__WHAT YOU WILL DO__.
Pictures excluded, retype the lines from the one containing "indicate the child" through the last line of the data below, both included.

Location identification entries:
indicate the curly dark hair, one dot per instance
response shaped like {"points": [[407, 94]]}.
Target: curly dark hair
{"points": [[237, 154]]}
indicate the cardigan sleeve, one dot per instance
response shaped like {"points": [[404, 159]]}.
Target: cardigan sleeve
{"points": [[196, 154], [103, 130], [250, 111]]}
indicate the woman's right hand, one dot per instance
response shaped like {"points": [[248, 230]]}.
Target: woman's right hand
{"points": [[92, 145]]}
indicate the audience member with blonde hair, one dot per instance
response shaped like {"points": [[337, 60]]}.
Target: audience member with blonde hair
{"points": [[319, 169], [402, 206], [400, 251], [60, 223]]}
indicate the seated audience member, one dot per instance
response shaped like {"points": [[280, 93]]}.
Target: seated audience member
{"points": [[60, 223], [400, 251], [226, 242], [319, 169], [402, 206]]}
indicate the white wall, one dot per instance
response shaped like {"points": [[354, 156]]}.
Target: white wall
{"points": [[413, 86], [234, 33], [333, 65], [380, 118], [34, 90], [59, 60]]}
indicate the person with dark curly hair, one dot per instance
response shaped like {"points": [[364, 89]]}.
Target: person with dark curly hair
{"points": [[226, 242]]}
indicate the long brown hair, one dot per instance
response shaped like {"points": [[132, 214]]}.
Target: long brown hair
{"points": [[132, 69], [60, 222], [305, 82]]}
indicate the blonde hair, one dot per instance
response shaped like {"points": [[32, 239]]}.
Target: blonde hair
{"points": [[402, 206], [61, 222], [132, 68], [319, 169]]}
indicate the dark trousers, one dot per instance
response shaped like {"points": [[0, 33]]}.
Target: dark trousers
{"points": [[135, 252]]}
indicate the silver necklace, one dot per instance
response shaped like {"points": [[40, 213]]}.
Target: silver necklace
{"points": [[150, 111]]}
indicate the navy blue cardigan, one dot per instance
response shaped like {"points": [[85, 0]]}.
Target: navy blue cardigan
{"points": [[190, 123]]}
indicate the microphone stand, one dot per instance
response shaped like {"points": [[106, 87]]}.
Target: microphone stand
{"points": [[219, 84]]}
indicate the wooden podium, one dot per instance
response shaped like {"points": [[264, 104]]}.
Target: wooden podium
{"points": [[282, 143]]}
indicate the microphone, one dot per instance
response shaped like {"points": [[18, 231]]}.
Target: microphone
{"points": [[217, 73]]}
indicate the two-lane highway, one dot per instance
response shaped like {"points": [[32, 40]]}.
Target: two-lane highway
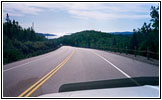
{"points": [[46, 73]]}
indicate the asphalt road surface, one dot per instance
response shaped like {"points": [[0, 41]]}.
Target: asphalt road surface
{"points": [[46, 73]]}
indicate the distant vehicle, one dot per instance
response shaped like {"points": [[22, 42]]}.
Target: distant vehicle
{"points": [[127, 87]]}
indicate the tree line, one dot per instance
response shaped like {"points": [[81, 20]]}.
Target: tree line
{"points": [[145, 38], [20, 43]]}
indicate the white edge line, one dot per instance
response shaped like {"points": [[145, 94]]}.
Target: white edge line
{"points": [[112, 65]]}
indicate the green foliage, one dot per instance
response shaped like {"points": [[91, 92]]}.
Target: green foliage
{"points": [[95, 39], [19, 43]]}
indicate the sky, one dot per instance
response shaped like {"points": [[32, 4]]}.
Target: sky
{"points": [[65, 18]]}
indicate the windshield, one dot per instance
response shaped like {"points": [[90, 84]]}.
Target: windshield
{"points": [[53, 47]]}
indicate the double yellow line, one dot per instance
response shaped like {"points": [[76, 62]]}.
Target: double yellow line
{"points": [[35, 86]]}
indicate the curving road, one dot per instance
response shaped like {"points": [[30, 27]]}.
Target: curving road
{"points": [[68, 65]]}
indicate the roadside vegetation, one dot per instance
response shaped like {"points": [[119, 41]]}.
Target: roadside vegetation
{"points": [[142, 41], [20, 43]]}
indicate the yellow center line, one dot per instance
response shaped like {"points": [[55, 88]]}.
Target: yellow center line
{"points": [[45, 78]]}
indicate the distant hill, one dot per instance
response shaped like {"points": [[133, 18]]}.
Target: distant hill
{"points": [[125, 33], [95, 39], [45, 34]]}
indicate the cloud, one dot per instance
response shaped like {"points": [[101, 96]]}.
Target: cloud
{"points": [[98, 11]]}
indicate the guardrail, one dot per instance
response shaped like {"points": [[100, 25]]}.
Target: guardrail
{"points": [[147, 53]]}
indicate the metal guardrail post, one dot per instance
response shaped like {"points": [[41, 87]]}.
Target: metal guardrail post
{"points": [[135, 52], [148, 55]]}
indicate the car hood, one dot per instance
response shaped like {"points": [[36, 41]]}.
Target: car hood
{"points": [[135, 91]]}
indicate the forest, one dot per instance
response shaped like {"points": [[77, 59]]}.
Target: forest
{"points": [[20, 43]]}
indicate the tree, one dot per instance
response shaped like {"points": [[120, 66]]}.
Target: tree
{"points": [[155, 17]]}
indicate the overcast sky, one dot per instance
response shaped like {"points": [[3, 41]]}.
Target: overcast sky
{"points": [[63, 18]]}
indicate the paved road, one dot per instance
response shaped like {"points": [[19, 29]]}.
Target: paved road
{"points": [[77, 65]]}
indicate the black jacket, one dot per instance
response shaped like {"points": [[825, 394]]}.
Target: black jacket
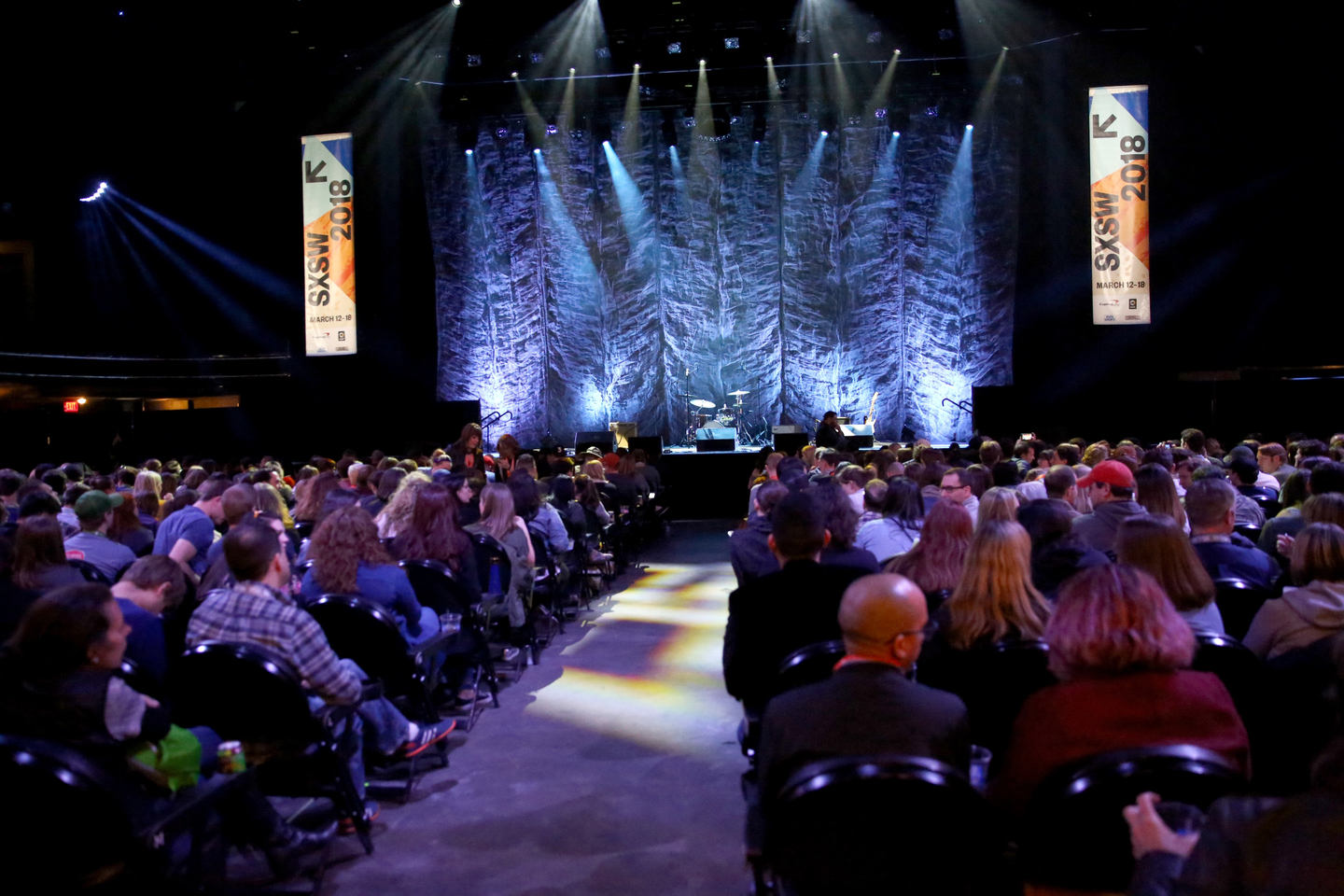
{"points": [[775, 615], [863, 709]]}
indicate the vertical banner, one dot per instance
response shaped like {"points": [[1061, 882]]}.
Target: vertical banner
{"points": [[1118, 148], [329, 244]]}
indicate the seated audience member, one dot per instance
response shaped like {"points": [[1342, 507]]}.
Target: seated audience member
{"points": [[868, 707], [1310, 610], [1155, 491], [1273, 461], [504, 525], [186, 536], [1155, 546], [874, 495], [937, 560], [151, 587], [350, 559], [434, 534], [999, 503], [93, 546], [39, 556], [58, 682], [852, 480], [842, 522], [1225, 553], [1121, 654], [257, 611], [1111, 486], [1252, 844], [749, 548], [1324, 479], [1057, 553], [237, 504], [897, 531], [958, 486], [995, 601], [773, 615]]}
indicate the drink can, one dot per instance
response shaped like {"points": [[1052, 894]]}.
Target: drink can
{"points": [[231, 759]]}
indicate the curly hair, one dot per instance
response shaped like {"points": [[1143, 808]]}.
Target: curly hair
{"points": [[344, 539]]}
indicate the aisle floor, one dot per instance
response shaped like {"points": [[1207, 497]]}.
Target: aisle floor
{"points": [[609, 768]]}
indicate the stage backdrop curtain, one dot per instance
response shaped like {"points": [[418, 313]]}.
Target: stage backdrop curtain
{"points": [[811, 277]]}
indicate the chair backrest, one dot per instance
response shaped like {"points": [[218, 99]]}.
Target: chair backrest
{"points": [[242, 691], [492, 565], [436, 586], [1075, 835], [864, 825], [1238, 602], [369, 633], [73, 823], [808, 665]]}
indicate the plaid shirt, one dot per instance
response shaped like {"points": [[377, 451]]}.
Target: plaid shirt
{"points": [[252, 613]]}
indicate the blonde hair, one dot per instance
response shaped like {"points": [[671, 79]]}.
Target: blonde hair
{"points": [[397, 516], [149, 481], [497, 510], [998, 504], [995, 596]]}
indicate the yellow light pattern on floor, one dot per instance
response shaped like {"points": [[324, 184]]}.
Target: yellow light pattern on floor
{"points": [[680, 706]]}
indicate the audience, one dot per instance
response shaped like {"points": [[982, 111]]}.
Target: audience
{"points": [[1121, 654], [868, 707], [1313, 606]]}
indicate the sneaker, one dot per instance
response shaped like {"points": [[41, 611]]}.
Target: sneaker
{"points": [[427, 736], [371, 813]]}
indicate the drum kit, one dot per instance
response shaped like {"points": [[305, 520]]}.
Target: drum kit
{"points": [[729, 416]]}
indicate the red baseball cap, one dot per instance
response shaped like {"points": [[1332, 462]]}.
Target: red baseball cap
{"points": [[1111, 473]]}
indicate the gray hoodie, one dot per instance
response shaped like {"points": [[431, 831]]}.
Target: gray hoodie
{"points": [[1301, 617]]}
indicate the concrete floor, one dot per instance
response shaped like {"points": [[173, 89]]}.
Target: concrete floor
{"points": [[610, 768]]}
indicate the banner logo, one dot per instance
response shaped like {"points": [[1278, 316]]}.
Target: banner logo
{"points": [[329, 244], [1118, 226]]}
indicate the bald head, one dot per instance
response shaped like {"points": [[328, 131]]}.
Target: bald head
{"points": [[880, 617]]}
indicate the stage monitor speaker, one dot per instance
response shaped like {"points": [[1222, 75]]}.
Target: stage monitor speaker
{"points": [[790, 443], [652, 445], [601, 440], [715, 440], [858, 434]]}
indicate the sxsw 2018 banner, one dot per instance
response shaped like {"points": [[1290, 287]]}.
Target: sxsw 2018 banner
{"points": [[329, 244], [1118, 148]]}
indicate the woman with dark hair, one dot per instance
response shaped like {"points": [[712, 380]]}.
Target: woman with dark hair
{"points": [[58, 682], [433, 534], [1159, 548], [1121, 654], [1155, 491], [937, 560], [898, 528], [350, 559], [315, 495], [129, 531], [39, 556], [843, 525], [467, 450]]}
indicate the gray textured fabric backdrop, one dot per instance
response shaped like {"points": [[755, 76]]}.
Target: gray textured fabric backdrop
{"points": [[876, 271]]}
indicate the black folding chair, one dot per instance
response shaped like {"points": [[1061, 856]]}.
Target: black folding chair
{"points": [[437, 587], [246, 692], [1074, 834], [112, 833], [883, 825], [1238, 601]]}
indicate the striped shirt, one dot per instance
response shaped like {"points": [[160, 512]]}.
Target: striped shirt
{"points": [[252, 613]]}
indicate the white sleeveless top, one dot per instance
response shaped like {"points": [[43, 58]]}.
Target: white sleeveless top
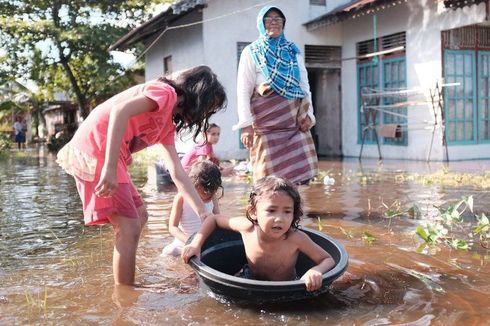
{"points": [[189, 223]]}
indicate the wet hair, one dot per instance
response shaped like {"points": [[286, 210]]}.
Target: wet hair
{"points": [[206, 175], [202, 96], [279, 12], [269, 185], [211, 126]]}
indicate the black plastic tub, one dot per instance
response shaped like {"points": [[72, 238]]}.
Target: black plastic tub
{"points": [[223, 254]]}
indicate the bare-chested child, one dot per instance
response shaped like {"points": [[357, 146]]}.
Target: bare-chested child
{"points": [[270, 235]]}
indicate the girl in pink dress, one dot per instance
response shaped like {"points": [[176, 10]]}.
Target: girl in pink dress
{"points": [[100, 151]]}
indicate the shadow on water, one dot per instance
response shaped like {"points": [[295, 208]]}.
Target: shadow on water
{"points": [[54, 270]]}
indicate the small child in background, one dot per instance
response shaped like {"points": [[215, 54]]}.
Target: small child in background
{"points": [[270, 235], [183, 222], [204, 151]]}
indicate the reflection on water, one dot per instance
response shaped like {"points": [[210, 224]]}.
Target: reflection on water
{"points": [[54, 270]]}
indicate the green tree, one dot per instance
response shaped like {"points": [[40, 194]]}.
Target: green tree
{"points": [[62, 45], [15, 97]]}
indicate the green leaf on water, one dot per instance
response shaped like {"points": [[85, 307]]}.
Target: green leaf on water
{"points": [[414, 211], [368, 237], [459, 244], [347, 233]]}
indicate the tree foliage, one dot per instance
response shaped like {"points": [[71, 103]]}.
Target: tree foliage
{"points": [[62, 45]]}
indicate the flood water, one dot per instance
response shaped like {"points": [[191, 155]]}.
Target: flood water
{"points": [[53, 270]]}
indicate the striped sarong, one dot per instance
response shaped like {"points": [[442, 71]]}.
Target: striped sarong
{"points": [[279, 147]]}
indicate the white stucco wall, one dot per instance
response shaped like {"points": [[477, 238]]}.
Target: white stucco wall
{"points": [[423, 21]]}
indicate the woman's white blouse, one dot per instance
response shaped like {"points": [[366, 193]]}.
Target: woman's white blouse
{"points": [[249, 77]]}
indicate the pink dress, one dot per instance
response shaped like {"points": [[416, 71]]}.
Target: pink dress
{"points": [[83, 157], [198, 150]]}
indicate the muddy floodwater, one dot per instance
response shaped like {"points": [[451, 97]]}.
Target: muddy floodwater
{"points": [[55, 271]]}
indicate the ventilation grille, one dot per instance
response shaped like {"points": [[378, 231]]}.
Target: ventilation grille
{"points": [[383, 43], [469, 37]]}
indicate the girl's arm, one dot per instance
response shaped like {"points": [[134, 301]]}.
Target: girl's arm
{"points": [[174, 220], [118, 122], [182, 181], [324, 262], [216, 206], [208, 226], [194, 248]]}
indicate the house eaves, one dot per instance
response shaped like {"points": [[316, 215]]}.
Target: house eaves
{"points": [[157, 24], [356, 8]]}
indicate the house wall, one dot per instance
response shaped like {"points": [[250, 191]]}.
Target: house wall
{"points": [[423, 22]]}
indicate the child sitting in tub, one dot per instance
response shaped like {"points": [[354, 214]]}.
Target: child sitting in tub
{"points": [[270, 235], [183, 221]]}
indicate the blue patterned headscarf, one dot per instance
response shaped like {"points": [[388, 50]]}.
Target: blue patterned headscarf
{"points": [[276, 59]]}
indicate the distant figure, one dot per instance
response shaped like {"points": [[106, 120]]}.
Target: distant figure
{"points": [[183, 221], [270, 235], [275, 113], [205, 151], [99, 153], [20, 132]]}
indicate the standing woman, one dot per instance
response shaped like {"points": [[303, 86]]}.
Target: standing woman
{"points": [[274, 104]]}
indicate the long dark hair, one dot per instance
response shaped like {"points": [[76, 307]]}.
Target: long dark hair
{"points": [[269, 185], [202, 96], [207, 175]]}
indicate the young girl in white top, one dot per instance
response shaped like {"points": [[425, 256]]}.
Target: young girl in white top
{"points": [[184, 222]]}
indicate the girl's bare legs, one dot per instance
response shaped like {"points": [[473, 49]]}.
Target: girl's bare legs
{"points": [[127, 232]]}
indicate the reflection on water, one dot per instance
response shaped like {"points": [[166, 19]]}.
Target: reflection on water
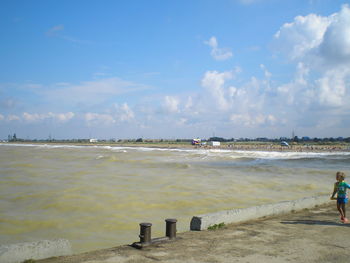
{"points": [[96, 196]]}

__COMPLETE ANSWER__.
indicate the child sitting in tub, one dot per instance
response shaped like {"points": [[354, 214]]}.
Target: child sitting in tub
{"points": [[270, 235], [183, 221]]}
indicate the blue patterned headscarf, one dot per instance
response shaped like {"points": [[388, 50]]}.
Target: blue patterned headscarf
{"points": [[276, 59]]}
indicate the distant figure, one dot per instance
response shaped like {"points": [[106, 120]]}.
Target: distant figure
{"points": [[183, 221], [270, 235], [275, 113], [205, 151], [99, 153], [20, 132]]}
indicate the standing woman, one dot per instance
response shaped like {"points": [[303, 86]]}.
Target: standing woman
{"points": [[274, 104]]}
indicate the long dark hair, one dot per instance
response shaped like {"points": [[76, 307]]}.
Target: long dark hair
{"points": [[269, 185], [202, 96], [207, 175]]}
indicate the young girl in white top, one dot per instance
response shaped like {"points": [[425, 256]]}.
Target: young girl in white top
{"points": [[184, 222]]}
indicate the girl's bare legs, one dot per instance
response shaped like {"points": [[473, 49]]}.
Target: girl's bare legs
{"points": [[127, 232]]}
indicate the reflection on water, one dot per instance
response shaped like {"points": [[166, 19]]}.
Target: reflection on water
{"points": [[96, 196]]}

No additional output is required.